10 November 2017Asia-Pacific

LSIPR 50 2017: Yoshinori Ohsumi

Name: Yoshinori Ohsumi

Organisation: Institute of Innovative Research, Tokyo Institute of Technology

Position: Specially appointed professor

Yoshinori Ohsumi is no stranger to awards and recognition. In 2016, Ohsumi won the Breakthrough Prize in Life Sciences for his research in autophagy, the recycling system that cells use to generate nutrients from their own inessential or damaged components.

Before that, he was awarded the 2016 Nobel Prize in Physiology or Medicine for his discovery and explanation of mechanisms underlying autophagy (self-cannibalisation).

According to the Nobel Assembly, Ohsumi’s discoveries led to a “new paradigm” in the understanding of how cells recycle their content.

“His discoveries opened the path to understanding the fundamental importance of autophagy in many physiological processes, such as in the adaptation to starvation or response to infection,” said the assembly.

"Ohsumi’s discoveries led to a “new paradigm” in the understanding of how cells recycle their content."

Ohsumi was the first person in the world to visually observe the function of autophagy, initially studying yeasts.

[Stored items]

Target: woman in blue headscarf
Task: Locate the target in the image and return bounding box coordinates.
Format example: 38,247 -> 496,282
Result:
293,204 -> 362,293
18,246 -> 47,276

TASKS —
A - Reproduce everything in the Ohsumi profile from "According to the" down to "said the assembly.".
B - Continue the Ohsumi profile, starting after its last sentence.

ANSWERS PER TASK —
A -
According to the Nobel Assembly, Ohsumi’s discoveries led to a “new paradigm” in the understanding of how cells recycle their content.

“His discoveries opened the path to understanding the fundamental importance of autophagy in many physiological processes, such as in the adaptation to starvation or response to infection,” said the assembly.

B -
But he soon concluded that the phenomenon of autophagy was not confined to yeasts, and is one of the most basic cell functions found in a variety of organisms, from plants right up to humans.

After earning his doctor of science in physiology from the graduate school of science at the University of Tokyo, he worked as a postdoctoral fellow at the Rockefeller University in the US.

He then returned to the University of Tokyo, working first as a research associate and then as a lecturer in the faculty of science.

Ohsumi first became involved in autophagy in 1988, when he was appointed as associate professor in the College of Arts and Sciences at the University of Tokyo. This was the first laboratory he ran.

Since then, Ohsumi has held a number of positions, and currently serves as honorary professor at the Tokyo Institute of Technology and specially appointed professor at the Institute of Innovative Research, Tokyo Institute of Technology.